>> begin MATERIAL SUPPLIED

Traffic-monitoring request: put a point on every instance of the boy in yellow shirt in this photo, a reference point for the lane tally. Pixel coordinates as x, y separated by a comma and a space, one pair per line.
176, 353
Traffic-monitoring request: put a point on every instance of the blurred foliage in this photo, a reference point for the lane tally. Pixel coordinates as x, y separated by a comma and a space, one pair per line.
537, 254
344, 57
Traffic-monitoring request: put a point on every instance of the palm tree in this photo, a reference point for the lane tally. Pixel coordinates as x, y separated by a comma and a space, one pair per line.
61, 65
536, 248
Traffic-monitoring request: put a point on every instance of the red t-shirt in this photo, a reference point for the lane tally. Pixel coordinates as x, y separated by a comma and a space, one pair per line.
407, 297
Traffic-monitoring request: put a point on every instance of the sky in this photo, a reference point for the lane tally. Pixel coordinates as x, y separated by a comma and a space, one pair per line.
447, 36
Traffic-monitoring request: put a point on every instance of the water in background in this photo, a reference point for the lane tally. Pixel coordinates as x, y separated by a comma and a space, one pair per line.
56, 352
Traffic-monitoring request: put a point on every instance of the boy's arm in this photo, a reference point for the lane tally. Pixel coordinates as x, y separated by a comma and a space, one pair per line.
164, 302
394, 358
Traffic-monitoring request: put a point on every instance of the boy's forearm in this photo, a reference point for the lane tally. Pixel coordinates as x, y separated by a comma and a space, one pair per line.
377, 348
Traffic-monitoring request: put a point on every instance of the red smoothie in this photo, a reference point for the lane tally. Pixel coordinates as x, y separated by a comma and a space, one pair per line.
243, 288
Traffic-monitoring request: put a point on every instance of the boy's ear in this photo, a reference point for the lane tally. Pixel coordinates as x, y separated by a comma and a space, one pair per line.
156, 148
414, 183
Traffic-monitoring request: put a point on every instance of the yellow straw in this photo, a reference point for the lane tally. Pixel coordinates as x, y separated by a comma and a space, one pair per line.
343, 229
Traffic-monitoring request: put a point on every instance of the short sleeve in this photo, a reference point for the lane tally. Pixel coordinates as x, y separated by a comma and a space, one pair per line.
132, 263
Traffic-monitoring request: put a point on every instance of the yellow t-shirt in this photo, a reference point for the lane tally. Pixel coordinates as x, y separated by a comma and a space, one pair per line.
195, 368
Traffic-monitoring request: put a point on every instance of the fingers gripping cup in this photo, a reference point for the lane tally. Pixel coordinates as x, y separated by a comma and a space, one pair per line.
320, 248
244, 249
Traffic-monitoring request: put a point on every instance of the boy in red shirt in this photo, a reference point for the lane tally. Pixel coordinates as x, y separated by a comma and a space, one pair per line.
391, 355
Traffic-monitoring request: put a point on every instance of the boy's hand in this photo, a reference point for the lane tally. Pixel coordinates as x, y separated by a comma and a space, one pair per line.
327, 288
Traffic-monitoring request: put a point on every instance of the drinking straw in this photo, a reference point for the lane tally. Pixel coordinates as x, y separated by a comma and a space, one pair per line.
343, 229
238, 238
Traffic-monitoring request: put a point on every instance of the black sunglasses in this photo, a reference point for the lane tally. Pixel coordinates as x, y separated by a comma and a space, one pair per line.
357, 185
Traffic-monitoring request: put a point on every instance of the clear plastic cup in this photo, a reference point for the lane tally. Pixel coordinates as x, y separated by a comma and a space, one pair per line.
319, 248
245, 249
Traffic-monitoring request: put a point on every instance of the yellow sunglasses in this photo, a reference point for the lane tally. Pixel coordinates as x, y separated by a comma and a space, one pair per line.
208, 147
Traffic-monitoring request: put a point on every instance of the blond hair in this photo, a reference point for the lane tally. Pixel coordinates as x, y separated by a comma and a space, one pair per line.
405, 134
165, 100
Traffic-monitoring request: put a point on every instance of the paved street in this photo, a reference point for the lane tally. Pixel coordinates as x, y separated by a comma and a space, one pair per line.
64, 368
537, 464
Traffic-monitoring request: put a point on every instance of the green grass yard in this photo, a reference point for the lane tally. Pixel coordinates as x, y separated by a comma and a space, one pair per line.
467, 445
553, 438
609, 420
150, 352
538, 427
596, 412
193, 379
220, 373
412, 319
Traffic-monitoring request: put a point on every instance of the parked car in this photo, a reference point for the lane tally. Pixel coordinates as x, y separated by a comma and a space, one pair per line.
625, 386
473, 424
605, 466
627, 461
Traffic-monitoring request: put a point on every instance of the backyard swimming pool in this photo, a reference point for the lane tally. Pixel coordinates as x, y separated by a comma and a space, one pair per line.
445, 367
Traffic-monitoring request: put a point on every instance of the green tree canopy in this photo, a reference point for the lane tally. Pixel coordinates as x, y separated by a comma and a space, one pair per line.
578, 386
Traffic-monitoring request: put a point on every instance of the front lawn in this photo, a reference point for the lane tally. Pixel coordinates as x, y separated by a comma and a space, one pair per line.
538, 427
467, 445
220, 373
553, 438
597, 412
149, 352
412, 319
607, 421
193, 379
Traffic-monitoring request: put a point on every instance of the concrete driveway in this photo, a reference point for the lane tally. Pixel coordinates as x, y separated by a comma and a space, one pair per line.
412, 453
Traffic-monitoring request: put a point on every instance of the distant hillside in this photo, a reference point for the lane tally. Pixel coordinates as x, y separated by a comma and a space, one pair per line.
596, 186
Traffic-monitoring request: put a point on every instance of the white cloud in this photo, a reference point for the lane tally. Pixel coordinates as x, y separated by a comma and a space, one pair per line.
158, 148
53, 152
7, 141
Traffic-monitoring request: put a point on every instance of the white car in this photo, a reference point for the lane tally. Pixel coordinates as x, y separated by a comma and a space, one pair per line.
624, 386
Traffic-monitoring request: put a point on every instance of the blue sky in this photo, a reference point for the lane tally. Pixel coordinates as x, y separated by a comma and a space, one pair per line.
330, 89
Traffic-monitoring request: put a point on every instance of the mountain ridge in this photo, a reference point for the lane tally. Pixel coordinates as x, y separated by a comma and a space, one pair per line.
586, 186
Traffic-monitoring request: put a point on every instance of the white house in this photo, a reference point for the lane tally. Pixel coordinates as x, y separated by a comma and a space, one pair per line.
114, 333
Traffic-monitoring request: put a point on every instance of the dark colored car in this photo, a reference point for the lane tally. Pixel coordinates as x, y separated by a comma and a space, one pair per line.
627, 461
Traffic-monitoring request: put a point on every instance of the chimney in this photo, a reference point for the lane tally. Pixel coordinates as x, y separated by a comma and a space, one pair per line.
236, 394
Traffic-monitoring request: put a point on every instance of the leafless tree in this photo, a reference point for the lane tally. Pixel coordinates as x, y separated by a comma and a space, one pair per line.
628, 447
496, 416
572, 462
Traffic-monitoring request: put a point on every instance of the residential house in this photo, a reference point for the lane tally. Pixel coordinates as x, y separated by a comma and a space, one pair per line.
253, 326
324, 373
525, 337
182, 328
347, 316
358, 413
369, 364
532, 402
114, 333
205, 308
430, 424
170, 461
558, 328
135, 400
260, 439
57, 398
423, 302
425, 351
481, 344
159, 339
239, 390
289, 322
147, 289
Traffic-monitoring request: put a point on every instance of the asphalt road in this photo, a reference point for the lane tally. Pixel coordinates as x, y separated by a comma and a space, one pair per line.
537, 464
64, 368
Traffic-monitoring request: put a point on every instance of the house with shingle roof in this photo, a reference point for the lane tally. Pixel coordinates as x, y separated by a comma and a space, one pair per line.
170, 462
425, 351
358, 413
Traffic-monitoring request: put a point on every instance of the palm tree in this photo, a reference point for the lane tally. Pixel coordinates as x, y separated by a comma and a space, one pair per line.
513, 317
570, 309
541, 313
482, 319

>> end MATERIAL SUPPLIED

Every line from the one containing "of the asphalt" through the last line of the entries must be written out verbatim, and no other line.

Traffic-monitoring request: put a point on every instance of the asphalt road in this photo, a reference point for the lane tally. Pixel coordinates as x, y separated by a comma and a space, one pair per line.
537, 464
64, 368
Traffic-monitoring request: put a point on every instance of the house with shingle roof in this photo, a reference point for the lane tally. Pixel coordinates as x, y separated by a comma and a space, one pair per line.
170, 462
425, 351
358, 413
Traffic-monitoring request: put a point on every instance of the palm tree in this photo, a reference point for the lane tally. Pixel coordinates as x, y separated by a comma and a space, one pair per line.
513, 317
570, 309
541, 313
482, 319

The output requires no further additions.